▶ Your task
Rewrite everything from the start of the records down to the line containing "[248,131,276,140]", swapping "bounding box" for "enclosing box" and leaving the rest untouched.

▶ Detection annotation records
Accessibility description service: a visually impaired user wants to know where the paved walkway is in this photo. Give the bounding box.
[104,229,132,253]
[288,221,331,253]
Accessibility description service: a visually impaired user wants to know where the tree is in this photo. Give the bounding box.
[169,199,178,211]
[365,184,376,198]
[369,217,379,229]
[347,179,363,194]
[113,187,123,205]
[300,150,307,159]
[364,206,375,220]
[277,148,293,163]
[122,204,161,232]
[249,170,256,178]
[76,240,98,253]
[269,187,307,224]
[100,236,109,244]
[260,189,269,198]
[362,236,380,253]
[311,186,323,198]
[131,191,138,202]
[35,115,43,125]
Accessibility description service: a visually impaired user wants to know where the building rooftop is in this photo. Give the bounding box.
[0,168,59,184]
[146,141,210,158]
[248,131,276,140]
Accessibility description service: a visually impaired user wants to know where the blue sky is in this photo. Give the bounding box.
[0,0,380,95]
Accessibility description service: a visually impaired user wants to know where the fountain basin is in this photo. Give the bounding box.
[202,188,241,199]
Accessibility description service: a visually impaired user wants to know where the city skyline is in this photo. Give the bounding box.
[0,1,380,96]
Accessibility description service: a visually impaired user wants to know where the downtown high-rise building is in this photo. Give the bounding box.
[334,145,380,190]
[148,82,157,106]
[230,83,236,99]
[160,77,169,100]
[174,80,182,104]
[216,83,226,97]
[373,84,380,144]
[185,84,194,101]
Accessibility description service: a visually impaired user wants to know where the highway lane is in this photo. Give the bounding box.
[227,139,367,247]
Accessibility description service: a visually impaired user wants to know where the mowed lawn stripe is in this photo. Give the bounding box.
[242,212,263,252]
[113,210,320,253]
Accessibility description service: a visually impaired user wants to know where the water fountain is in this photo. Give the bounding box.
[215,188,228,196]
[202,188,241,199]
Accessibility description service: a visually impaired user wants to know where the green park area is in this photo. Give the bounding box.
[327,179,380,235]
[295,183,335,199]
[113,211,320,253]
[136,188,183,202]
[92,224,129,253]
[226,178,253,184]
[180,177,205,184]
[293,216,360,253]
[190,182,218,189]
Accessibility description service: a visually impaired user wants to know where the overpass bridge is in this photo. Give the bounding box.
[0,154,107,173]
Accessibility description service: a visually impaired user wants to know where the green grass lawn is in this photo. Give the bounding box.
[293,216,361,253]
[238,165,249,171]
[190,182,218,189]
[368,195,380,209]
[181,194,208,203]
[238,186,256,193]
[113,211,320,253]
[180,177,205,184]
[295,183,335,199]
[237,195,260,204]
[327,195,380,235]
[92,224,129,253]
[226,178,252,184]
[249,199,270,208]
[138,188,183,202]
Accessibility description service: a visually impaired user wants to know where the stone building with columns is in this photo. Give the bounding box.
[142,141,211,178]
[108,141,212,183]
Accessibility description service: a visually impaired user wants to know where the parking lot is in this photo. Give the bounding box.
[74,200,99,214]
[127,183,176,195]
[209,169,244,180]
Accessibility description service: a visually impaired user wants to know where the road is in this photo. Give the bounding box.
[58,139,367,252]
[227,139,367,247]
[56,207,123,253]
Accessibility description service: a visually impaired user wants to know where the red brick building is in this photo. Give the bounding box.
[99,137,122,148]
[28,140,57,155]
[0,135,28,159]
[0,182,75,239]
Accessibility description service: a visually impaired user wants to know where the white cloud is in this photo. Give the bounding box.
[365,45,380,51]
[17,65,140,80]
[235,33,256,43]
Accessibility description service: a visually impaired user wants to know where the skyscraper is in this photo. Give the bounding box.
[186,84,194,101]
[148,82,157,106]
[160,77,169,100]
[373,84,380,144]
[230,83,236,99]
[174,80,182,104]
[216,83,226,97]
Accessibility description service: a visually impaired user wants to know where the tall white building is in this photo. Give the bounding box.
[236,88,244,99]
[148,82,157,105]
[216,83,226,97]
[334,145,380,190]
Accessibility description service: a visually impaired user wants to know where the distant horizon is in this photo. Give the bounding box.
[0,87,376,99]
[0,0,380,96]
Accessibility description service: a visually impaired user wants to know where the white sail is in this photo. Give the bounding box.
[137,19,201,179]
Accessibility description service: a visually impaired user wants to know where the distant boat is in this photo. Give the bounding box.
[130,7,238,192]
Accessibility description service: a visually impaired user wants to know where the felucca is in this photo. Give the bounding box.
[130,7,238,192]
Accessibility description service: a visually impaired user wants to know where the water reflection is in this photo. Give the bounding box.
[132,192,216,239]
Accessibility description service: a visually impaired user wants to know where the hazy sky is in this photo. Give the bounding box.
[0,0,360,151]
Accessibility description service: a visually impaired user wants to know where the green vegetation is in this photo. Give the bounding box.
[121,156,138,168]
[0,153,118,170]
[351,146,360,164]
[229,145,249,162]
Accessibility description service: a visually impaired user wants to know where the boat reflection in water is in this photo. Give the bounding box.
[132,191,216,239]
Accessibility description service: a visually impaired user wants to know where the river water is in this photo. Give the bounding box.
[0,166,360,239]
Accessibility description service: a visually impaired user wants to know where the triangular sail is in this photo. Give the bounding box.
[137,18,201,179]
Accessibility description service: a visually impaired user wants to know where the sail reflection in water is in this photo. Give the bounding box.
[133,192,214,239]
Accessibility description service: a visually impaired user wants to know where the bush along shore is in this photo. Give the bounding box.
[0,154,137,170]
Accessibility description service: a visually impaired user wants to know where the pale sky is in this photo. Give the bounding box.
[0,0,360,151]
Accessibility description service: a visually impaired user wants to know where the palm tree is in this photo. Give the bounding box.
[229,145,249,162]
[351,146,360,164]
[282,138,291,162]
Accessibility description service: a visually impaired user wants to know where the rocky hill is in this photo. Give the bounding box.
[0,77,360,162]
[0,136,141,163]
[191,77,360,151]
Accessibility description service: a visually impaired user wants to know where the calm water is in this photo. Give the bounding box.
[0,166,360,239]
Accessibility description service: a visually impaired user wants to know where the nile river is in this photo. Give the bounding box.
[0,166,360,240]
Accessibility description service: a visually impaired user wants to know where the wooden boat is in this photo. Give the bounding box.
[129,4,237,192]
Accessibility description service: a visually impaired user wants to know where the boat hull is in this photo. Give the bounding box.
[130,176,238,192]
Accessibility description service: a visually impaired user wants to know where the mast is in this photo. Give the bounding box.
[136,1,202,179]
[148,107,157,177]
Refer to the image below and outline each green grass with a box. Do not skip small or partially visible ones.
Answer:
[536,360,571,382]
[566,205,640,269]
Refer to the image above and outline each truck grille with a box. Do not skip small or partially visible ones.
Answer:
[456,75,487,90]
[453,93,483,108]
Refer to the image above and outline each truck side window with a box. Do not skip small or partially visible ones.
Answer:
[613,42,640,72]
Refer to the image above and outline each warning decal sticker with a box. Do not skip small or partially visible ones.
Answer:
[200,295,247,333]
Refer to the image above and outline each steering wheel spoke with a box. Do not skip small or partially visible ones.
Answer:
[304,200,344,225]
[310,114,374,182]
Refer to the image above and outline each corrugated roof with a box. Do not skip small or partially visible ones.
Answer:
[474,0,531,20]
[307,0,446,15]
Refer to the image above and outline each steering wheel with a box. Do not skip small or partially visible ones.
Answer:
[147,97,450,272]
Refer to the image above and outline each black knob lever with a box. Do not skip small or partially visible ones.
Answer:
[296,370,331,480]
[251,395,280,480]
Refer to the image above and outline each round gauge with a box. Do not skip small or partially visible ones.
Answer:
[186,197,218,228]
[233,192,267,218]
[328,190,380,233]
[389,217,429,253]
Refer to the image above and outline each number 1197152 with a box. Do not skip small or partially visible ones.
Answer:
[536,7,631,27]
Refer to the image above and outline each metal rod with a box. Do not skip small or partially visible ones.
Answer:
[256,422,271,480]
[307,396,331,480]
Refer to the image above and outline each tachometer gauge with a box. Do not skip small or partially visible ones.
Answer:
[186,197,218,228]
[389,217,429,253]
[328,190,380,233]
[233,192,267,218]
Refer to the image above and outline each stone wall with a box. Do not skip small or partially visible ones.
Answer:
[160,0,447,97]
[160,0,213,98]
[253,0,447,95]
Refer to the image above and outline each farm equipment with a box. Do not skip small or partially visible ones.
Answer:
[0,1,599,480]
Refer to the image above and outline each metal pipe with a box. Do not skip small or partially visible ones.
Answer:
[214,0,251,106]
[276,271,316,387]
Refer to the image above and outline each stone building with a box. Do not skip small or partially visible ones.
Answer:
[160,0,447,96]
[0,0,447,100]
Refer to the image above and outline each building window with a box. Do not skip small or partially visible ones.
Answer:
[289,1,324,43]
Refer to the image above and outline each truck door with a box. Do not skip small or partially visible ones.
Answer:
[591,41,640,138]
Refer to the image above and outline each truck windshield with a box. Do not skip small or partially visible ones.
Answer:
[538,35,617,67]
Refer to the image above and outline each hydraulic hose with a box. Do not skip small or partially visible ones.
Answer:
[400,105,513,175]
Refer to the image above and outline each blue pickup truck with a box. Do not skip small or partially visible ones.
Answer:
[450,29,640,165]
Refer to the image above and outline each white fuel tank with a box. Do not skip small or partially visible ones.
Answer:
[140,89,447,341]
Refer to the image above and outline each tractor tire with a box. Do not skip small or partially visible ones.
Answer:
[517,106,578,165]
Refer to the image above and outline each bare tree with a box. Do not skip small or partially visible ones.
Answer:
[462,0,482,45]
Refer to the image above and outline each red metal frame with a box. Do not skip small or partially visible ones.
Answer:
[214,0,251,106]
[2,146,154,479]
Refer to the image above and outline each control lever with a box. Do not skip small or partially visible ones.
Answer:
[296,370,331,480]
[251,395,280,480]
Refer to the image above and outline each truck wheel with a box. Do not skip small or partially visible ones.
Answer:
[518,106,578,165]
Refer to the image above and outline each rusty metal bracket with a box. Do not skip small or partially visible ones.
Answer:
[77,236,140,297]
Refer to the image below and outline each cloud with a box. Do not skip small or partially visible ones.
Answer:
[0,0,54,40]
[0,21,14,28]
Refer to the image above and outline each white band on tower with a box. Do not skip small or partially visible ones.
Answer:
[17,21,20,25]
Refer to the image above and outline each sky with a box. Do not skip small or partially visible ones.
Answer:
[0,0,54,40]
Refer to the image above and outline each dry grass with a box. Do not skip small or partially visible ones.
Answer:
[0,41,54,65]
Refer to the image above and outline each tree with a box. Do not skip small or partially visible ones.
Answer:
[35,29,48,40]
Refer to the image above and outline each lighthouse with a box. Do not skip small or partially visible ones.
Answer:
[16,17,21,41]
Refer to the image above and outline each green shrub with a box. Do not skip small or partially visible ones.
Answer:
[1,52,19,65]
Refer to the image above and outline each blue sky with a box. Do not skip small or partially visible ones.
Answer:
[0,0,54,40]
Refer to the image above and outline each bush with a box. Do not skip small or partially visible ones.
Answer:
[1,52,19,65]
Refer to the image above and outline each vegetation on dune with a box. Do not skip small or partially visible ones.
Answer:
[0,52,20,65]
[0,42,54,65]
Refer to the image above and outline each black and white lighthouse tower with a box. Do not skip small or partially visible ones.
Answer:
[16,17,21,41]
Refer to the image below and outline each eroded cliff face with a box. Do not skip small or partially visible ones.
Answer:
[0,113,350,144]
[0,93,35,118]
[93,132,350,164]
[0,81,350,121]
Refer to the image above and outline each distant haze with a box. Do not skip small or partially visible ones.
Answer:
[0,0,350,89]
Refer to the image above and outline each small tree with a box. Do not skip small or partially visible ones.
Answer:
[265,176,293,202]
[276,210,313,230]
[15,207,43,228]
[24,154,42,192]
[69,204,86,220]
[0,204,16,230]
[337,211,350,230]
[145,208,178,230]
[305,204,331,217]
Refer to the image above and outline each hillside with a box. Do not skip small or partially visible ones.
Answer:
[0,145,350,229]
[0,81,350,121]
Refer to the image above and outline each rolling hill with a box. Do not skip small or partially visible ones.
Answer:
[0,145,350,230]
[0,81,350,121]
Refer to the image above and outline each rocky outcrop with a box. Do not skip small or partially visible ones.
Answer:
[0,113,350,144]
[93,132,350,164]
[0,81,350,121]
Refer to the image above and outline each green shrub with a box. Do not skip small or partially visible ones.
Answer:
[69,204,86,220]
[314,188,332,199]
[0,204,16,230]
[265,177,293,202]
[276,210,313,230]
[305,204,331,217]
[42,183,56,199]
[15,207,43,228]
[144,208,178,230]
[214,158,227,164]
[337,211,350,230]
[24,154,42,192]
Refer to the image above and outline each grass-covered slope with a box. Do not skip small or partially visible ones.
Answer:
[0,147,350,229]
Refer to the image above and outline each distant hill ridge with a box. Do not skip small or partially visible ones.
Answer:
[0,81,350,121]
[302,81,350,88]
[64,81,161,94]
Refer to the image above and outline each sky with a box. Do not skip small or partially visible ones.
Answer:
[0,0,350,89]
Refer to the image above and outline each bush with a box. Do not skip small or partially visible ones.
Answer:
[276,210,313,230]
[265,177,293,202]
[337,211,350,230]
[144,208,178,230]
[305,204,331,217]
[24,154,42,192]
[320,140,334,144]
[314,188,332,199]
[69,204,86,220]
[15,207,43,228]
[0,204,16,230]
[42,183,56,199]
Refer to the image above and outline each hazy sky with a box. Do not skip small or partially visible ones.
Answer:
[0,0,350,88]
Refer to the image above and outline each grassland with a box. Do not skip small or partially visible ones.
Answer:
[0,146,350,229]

▶ Output
Accessibility description service: a visually impaired user wants to know where the paved walkway is in this photo. Give the enclosing box.
[104,229,132,253]
[288,221,331,253]
Accessibility description service: a visually impaired user wants to know where the tree is in this photo. Give the enclosing box.
[169,199,178,211]
[365,184,376,198]
[369,217,379,229]
[347,179,363,194]
[113,187,123,205]
[300,150,307,159]
[364,206,375,220]
[277,148,293,163]
[122,204,161,232]
[249,170,256,178]
[76,240,98,253]
[269,187,307,224]
[100,236,109,244]
[260,189,269,198]
[362,236,380,253]
[311,186,323,198]
[131,191,138,202]
[35,115,43,125]
Accessibility description service: a visually impaired user wants to know where the building rooftop is in this photo. Give the enclosing box.
[0,168,59,184]
[146,141,210,158]
[248,131,276,140]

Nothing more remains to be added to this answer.